[Recorded data]
BEGIN

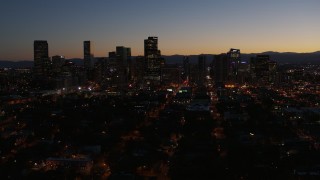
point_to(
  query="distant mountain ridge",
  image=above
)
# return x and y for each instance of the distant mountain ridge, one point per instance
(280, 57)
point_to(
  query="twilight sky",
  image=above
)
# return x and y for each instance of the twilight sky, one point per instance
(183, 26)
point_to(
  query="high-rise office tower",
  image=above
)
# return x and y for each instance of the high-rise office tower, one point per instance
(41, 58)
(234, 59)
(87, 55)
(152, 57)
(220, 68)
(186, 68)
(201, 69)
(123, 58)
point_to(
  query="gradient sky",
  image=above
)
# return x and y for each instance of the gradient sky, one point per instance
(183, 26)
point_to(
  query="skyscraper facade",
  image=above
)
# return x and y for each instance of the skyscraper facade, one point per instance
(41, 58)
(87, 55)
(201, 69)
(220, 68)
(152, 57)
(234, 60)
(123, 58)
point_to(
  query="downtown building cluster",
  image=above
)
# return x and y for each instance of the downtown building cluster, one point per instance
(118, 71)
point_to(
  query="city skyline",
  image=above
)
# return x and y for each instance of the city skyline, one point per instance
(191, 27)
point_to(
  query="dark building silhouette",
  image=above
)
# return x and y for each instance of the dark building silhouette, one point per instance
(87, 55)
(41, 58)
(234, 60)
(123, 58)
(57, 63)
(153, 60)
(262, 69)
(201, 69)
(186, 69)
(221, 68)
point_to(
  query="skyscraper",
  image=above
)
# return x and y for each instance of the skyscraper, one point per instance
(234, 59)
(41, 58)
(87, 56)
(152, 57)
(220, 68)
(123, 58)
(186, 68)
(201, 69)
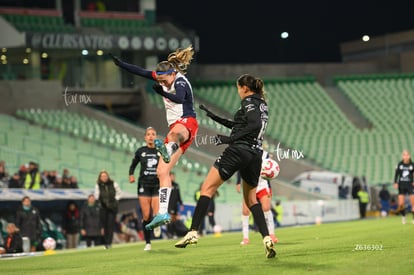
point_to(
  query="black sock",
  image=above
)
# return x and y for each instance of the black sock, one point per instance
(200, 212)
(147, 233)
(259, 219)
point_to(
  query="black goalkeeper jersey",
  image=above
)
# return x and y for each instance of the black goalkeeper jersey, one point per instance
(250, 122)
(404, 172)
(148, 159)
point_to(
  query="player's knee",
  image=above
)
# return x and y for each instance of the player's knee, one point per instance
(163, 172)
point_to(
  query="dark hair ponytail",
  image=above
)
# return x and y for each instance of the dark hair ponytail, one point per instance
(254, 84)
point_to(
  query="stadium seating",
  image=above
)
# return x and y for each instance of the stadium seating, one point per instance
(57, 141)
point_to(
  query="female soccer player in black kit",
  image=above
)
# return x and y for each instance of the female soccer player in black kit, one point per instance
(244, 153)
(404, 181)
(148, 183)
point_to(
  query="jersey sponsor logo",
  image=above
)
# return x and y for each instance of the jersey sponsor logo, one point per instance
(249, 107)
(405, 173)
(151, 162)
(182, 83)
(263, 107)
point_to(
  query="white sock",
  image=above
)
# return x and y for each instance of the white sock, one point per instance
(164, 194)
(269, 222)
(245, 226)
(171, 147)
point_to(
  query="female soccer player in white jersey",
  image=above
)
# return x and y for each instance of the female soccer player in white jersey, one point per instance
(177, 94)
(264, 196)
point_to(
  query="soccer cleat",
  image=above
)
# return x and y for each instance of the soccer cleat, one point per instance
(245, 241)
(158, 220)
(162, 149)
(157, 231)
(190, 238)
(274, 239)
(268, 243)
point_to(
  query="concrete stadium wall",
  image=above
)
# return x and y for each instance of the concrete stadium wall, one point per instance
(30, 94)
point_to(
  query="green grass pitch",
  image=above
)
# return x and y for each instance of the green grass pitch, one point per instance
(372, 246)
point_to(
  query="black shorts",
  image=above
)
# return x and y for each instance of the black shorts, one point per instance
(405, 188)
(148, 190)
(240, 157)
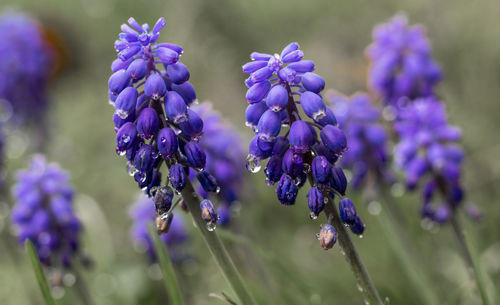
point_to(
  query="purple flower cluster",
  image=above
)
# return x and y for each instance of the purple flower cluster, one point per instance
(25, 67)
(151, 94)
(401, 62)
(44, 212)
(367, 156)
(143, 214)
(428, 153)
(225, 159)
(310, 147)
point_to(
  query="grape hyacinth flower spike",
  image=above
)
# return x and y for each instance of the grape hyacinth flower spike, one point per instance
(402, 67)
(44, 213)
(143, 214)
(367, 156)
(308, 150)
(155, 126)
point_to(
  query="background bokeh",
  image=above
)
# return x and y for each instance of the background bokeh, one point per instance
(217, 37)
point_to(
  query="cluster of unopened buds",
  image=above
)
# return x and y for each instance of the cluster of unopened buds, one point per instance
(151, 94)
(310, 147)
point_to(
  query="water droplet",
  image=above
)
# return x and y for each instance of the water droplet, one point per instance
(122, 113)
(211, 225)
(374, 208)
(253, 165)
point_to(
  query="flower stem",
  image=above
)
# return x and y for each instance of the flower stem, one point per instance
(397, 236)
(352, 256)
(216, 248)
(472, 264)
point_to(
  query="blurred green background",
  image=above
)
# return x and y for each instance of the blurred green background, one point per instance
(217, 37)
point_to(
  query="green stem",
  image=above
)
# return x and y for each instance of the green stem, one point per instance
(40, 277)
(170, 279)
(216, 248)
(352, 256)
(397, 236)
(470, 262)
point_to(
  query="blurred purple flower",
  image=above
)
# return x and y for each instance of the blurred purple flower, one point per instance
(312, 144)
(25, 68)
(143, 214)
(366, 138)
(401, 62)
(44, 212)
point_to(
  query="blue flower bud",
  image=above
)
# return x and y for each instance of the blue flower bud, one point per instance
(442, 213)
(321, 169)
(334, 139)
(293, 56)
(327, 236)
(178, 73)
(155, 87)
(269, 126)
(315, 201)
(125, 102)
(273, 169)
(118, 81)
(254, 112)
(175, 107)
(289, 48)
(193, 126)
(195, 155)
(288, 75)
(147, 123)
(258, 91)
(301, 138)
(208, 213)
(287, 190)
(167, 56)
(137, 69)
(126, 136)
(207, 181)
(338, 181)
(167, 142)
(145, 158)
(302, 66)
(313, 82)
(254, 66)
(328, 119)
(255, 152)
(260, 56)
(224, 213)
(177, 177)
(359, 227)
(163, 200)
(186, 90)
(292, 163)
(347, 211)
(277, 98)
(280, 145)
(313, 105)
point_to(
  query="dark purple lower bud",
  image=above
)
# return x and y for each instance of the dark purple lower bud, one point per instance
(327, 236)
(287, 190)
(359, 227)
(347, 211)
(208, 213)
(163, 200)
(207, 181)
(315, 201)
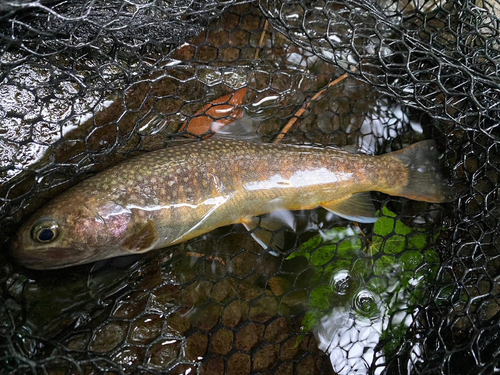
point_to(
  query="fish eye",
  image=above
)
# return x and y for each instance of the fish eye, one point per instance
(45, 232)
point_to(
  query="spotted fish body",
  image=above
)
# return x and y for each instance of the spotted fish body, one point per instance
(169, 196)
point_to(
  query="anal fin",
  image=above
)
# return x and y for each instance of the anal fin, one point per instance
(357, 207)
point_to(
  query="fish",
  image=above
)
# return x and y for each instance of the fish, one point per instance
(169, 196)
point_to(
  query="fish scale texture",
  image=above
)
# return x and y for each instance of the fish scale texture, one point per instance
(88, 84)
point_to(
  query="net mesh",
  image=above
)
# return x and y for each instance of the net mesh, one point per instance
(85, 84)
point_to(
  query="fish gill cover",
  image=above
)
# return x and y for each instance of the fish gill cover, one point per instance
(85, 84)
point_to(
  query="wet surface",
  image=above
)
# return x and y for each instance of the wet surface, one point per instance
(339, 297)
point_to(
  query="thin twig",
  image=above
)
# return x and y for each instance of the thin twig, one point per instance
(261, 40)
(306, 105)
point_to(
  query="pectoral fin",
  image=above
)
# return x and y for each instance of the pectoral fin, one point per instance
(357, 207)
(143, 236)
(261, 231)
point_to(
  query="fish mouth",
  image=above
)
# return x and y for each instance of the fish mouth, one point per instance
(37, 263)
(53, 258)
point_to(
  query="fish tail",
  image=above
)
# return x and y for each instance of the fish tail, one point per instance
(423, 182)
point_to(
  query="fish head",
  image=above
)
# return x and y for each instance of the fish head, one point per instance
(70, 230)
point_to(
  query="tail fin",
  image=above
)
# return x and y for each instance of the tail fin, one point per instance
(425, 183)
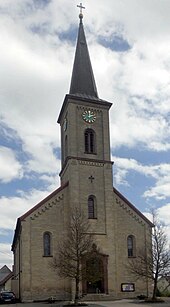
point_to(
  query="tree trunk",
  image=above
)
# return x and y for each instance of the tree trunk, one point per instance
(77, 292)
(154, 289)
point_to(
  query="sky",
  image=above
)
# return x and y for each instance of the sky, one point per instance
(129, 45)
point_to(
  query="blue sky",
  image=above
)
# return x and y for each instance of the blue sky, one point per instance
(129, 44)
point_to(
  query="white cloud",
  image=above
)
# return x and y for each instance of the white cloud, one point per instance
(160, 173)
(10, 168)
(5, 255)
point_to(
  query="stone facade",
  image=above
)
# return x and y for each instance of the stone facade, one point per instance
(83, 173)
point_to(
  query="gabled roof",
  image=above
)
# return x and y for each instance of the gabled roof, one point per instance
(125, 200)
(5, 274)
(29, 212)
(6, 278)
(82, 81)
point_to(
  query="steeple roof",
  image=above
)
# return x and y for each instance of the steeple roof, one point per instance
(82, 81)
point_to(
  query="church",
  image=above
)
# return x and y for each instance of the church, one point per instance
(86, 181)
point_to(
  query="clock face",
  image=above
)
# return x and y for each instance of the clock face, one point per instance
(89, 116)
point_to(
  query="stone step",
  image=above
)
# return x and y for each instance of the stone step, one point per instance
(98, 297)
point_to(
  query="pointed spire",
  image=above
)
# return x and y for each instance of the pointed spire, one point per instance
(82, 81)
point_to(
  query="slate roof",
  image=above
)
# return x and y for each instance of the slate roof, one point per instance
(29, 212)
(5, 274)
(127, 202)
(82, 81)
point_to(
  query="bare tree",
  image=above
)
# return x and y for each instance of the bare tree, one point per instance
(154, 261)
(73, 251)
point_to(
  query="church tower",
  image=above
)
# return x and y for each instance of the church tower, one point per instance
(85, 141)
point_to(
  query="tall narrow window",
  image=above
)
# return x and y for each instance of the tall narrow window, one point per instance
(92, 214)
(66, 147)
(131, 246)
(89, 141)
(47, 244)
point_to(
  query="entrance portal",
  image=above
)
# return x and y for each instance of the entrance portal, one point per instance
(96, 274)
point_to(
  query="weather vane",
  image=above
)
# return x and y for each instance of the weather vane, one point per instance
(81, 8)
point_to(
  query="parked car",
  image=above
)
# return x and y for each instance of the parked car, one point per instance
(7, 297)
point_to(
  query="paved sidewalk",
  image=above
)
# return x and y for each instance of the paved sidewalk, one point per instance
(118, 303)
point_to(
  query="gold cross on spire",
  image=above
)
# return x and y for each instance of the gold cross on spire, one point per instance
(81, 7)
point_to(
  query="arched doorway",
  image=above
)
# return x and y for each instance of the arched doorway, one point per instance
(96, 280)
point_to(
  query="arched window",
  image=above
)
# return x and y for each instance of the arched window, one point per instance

END

**Exercise**
Pick out and copy every line of the records that contains the word "tall". Case counts.

**Complete response**
  query="tall narrow window",
# return x and y for each instance of the tall narrow window, one point per instance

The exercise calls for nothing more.